== Source records

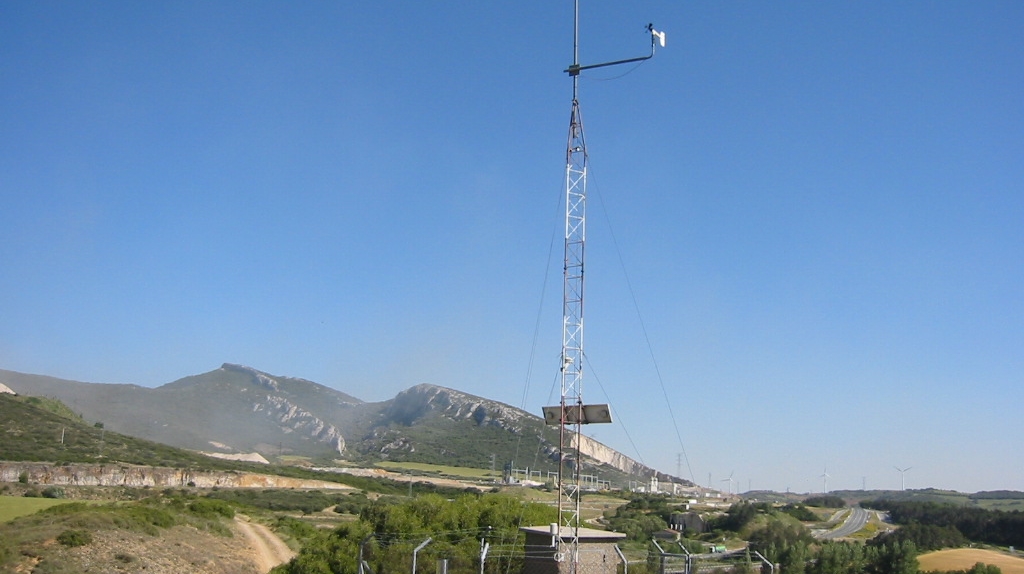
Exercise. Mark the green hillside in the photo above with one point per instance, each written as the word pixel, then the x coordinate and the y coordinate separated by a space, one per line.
pixel 46 431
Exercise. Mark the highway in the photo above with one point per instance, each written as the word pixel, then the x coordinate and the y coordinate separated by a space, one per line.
pixel 856 520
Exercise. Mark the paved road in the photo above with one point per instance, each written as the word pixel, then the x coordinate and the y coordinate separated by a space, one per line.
pixel 856 520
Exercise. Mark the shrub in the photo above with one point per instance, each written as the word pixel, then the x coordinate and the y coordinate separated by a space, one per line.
pixel 211 509
pixel 74 538
pixel 53 492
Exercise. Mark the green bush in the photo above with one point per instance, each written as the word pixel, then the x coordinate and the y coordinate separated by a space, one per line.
pixel 211 509
pixel 53 492
pixel 74 538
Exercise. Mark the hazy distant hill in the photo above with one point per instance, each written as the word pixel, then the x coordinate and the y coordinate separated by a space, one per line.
pixel 238 408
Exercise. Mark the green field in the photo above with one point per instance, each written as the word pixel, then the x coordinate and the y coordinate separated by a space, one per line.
pixel 439 470
pixel 13 506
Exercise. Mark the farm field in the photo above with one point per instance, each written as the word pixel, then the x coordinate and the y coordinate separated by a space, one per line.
pixel 14 506
pixel 962 559
pixel 449 472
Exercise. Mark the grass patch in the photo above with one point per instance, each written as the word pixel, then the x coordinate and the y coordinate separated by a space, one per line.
pixel 14 506
pixel 964 559
pixel 441 470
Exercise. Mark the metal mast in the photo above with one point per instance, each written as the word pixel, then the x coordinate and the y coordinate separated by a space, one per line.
pixel 571 413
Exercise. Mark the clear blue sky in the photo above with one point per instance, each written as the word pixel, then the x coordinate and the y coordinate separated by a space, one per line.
pixel 818 206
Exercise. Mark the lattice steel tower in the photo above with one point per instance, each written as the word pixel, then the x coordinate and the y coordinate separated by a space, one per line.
pixel 571 413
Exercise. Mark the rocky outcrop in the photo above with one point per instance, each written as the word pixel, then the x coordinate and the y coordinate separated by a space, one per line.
pixel 419 401
pixel 130 475
pixel 294 418
pixel 424 400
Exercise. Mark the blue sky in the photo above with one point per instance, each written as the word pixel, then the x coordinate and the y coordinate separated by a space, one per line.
pixel 811 211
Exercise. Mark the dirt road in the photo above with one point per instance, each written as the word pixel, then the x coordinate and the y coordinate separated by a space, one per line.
pixel 268 549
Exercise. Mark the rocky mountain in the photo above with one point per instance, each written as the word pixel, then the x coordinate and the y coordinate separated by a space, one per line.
pixel 237 408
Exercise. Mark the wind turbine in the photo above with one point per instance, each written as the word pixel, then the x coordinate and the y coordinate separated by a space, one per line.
pixel 729 480
pixel 902 477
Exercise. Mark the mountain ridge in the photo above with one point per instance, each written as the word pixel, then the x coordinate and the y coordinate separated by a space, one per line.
pixel 237 408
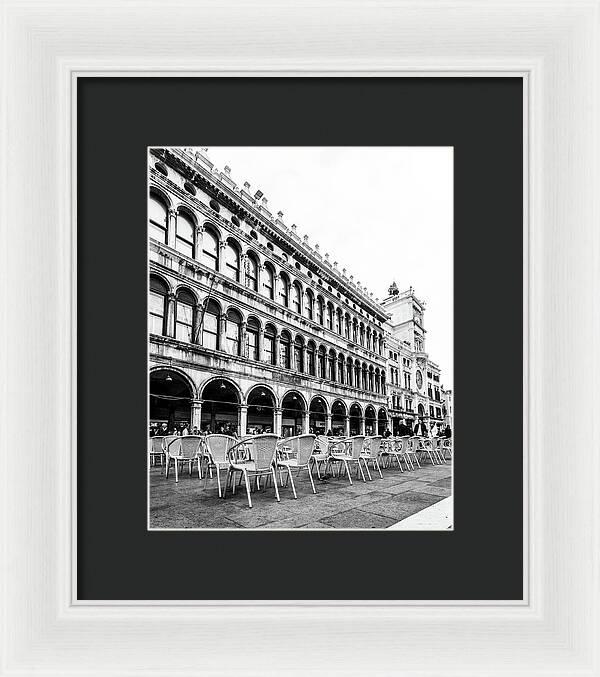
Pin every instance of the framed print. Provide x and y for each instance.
(218, 223)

====

* Exercise requirements:
Retype every entry verbatim and exclude the pictures from the copy.

* Response to the exercise:
Exercise. Mark the green hillside in the photo above with one point per instance, each written as the word pixel, then the x coordinate and the y coordinate separated by a space, one per line.
pixel 46 431
Exercise. Mark the highway in the photo above with one point per instance, each written as the word pixel, then the x coordinate and the y coordinate separated by a space, one per line.
pixel 856 520
Exercise. Mark the paved road in the photo above with one point per instance, each written as the word pixel, then the x coordinate and the y coordinate separated by a space, one per line.
pixel 856 520
Exercise. Mark the shrub in the photo above with one point per instance, each written as the word pixel, then the x coordinate and the y coordinate separated by a space, one per line.
pixel 211 509
pixel 74 538
pixel 53 492
Exercise. Mark the green bush in the photo above with one point per instance, each written as the word pixel, then the x coordinate and the y coordinate separated by a space, one per line.
pixel 211 509
pixel 53 492
pixel 74 538
Exercise. Mark the hazy distant hill in the photo above with one point per instance, each written as the word pixel, then the x coordinate and the y coordinate separated by a space, one per line.
pixel 238 408
Exercise. Mark the green field in the photo above with one point per instance, each written as the word pixel, then the x coordinate and the y coordinate separated by a space, one per line.
pixel 439 470
pixel 13 506
Exercise. Mark the farm field in the photo above with one point per instance, each written as the word pixel, then the x coordinate and the y coordinate separated by a space, one per line.
pixel 14 506
pixel 962 559
pixel 449 472
Exercise. Mark the grass patch in the photo above with one point per instance, each written as the word pixel, then the x coordinate and the y coordinate separated by a space, one per line.
pixel 14 506
pixel 964 559
pixel 441 470
Exercise. Mark the metal mast in the photo above with one point per instance, each written as the word pixel, then the x coordinate and the y coordinate separated by a space, one per line.
pixel 571 413
Exercise. Mark the clear blue sky in the photo above with one point per instance, each written as the word pixel, then the x coordinate and the y coordinate separated by a space, one per line.
pixel 818 206
Exercise. Mark the lattice steel tower in the photo above with one point per instance, each written as the word pixel, then the x coordinate and the y coordinate separated by a space, one per line.
pixel 571 413
Exercise. Mark the rocky outcrop in the photo above with one point per instance, each written as the word pixel, then the x coordinate and the y coordinate separated by a space, one per line.
pixel 419 401
pixel 130 475
pixel 294 418
pixel 424 400
Exercise. Mark the blue sky in the photo above with one point per instance, each written as the word pixel, then the x coordinate and the y coordinate separated by a space, one per line.
pixel 811 211
Exercise. Mark the dirt road in the photo above with one point per instance, each written as the word pixel, then the x coordinate and the y coordinate separated by a space, one per line.
pixel 268 549
Exercise. Mark the rocky mountain in the photo above with one point per instance, each written as the word pixel, then the x coordinate and the y coordinate separated by a space, one per line.
pixel 237 408
Exercise. Mark the wind turbine in the photo above with one point per instance, each written as the word pixel, then the x coordinate and the y coordinate separated by a space, one per line.
pixel 729 480
pixel 902 477
Exercise. Mark the mountain ridge in the photo above with one point per instance, each written as the word pixel, then the x coordinate and the y coordinate separated by a space, one per line.
pixel 237 408
Pin every instance of the framed print. Provide x and y for each instance.
(218, 223)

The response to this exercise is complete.